— Begin Provided records —

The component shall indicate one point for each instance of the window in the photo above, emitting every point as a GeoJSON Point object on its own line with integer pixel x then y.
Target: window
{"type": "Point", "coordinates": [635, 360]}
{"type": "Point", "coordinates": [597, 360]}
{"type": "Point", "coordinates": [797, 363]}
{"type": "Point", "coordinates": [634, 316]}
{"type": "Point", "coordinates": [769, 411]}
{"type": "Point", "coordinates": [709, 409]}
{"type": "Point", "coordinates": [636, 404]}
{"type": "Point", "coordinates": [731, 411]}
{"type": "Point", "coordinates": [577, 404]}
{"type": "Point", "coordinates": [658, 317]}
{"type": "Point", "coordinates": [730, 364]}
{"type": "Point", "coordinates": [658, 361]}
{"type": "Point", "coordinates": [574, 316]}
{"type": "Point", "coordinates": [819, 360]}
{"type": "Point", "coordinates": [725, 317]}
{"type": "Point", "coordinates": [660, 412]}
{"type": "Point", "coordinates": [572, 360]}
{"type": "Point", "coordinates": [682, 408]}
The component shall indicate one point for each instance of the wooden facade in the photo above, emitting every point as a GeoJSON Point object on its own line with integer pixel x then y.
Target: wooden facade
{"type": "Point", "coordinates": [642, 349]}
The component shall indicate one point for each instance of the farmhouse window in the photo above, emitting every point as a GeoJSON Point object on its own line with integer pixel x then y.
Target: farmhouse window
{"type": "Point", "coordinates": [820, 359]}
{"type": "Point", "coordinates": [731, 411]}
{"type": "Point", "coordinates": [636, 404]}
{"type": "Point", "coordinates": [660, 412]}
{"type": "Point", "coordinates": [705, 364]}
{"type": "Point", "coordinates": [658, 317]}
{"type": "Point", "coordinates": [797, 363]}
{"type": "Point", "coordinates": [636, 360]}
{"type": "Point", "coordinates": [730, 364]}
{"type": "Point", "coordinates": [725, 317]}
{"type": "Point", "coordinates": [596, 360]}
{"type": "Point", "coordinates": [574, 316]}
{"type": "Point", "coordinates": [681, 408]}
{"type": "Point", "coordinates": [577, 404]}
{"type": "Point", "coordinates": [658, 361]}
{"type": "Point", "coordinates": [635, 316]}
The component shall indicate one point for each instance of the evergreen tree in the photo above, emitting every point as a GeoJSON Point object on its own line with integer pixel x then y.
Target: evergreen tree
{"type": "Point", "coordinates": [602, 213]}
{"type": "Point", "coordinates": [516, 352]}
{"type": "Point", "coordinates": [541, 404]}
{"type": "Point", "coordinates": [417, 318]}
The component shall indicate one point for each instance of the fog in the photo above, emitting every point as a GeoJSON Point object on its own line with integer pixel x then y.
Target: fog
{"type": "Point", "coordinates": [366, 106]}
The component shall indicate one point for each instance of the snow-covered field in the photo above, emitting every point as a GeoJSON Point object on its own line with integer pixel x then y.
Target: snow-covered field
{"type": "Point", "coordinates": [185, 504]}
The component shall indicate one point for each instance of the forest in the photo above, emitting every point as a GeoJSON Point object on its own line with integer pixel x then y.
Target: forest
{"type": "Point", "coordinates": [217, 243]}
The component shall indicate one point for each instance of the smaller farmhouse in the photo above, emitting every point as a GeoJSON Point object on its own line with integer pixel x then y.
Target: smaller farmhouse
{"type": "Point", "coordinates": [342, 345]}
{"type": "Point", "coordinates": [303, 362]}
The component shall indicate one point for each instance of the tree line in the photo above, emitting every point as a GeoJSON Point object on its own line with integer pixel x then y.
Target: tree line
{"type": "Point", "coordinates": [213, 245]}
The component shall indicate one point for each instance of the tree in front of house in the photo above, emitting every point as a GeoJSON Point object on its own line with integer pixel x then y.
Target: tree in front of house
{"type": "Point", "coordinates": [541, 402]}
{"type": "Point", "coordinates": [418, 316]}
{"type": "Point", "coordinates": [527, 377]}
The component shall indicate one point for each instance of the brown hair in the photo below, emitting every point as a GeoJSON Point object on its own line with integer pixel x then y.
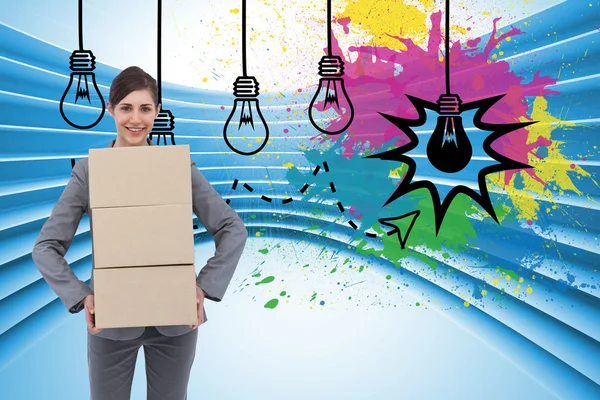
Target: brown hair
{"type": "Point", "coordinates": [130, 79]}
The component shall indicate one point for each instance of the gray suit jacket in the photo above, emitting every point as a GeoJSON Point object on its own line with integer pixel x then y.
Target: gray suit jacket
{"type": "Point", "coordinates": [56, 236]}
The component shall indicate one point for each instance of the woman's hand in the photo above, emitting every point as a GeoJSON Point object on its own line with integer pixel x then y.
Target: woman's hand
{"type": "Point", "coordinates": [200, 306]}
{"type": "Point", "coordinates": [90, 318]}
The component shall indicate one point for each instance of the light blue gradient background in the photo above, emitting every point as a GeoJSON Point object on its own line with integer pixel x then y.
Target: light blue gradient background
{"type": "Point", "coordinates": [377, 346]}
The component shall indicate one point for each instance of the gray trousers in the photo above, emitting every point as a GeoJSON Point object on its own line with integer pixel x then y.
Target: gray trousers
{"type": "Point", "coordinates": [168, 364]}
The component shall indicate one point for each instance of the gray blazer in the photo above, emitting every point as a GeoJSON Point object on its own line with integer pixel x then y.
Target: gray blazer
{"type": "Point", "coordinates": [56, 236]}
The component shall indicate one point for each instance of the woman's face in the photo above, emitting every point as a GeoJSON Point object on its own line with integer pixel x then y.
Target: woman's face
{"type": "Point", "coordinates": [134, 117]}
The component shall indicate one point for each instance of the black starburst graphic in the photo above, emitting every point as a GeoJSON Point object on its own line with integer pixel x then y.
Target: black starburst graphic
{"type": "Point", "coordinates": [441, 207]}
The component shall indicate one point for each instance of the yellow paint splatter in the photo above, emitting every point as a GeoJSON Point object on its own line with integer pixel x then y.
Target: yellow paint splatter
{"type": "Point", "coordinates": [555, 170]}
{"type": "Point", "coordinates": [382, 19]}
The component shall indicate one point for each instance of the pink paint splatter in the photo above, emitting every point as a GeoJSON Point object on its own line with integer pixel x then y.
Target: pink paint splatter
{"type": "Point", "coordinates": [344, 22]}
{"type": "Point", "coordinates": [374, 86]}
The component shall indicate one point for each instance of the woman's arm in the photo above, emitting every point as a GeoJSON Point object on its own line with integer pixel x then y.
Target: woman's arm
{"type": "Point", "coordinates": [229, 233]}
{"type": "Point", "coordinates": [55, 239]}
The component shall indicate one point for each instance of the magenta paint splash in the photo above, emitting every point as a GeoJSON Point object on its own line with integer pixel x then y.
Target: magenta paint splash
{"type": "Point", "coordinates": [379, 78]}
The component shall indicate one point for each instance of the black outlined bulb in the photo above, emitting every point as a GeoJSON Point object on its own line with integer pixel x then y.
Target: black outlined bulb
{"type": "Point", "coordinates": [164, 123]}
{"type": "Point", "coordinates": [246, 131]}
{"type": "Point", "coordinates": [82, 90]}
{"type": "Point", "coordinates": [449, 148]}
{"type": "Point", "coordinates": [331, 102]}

— End Provided records —
— Begin Provided records —

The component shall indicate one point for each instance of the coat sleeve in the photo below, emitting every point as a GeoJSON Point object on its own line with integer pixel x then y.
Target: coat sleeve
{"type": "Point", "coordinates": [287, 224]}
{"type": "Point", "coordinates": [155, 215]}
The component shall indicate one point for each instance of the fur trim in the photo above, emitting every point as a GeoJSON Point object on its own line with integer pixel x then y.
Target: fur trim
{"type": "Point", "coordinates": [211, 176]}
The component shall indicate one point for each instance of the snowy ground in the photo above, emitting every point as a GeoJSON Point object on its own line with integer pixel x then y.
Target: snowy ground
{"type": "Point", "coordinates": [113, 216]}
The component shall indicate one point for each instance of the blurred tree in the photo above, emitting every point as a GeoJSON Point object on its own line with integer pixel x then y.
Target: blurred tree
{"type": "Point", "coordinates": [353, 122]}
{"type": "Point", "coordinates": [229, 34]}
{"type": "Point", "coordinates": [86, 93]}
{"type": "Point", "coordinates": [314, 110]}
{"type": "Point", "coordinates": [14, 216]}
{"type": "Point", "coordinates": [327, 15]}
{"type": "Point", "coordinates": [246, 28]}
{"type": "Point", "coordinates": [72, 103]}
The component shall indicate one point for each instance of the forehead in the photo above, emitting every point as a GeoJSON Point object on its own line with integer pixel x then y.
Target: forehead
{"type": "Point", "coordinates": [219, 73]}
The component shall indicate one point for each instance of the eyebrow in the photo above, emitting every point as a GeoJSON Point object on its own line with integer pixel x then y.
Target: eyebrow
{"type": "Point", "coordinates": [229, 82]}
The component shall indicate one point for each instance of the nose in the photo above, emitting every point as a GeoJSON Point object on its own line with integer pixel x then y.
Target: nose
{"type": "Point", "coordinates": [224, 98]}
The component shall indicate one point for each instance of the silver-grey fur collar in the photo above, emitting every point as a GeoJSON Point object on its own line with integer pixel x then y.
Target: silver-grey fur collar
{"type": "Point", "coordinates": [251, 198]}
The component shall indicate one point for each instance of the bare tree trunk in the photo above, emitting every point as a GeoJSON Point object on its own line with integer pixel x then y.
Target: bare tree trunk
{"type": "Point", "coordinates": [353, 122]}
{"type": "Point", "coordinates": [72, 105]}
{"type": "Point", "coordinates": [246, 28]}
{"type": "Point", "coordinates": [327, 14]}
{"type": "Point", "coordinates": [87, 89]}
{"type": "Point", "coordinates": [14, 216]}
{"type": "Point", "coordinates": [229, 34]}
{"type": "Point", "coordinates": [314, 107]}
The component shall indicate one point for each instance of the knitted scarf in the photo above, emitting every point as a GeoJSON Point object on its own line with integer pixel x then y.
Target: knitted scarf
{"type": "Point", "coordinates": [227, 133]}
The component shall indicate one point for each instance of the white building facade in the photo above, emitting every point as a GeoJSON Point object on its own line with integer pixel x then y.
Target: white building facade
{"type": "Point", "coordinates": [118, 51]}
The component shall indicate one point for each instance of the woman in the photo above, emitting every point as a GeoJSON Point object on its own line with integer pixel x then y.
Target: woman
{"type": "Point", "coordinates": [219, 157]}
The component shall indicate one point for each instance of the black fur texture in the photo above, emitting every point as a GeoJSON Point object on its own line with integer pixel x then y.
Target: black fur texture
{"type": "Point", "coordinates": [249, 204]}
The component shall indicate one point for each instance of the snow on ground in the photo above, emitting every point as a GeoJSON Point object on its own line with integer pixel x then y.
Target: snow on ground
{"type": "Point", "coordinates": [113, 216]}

— End Provided records —
— Begin Provided records —

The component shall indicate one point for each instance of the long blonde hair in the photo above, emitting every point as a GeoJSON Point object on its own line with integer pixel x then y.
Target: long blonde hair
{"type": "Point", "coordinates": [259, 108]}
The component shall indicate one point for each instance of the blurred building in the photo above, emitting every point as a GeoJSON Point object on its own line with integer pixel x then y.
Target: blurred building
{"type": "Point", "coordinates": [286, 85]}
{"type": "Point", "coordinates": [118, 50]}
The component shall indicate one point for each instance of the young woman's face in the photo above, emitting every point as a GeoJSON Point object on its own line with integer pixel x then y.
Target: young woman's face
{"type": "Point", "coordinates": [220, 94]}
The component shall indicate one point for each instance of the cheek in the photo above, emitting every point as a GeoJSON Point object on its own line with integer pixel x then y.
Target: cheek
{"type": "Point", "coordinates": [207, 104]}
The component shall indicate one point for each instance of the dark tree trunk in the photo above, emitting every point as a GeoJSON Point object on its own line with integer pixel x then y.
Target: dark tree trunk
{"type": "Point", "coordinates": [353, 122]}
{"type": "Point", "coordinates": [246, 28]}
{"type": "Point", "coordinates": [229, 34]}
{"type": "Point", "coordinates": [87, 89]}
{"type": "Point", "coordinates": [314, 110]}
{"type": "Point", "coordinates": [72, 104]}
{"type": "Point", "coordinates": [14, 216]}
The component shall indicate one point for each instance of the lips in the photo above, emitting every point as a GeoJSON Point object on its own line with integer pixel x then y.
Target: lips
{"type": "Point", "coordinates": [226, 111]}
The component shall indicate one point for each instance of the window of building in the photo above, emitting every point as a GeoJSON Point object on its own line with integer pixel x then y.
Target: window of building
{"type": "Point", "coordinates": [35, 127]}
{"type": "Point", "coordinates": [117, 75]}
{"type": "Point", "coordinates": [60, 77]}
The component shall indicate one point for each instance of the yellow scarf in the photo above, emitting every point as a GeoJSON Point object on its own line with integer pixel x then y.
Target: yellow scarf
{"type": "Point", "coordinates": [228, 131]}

— End Provided records —

Copy out every line above that contains the word "suit".

The component shall indicate one point for each instance of the gray suit jacket in the photo above, emitting every point as a GeoJSON Point object on its own line with integer pixel x then y.
Target: gray suit jacket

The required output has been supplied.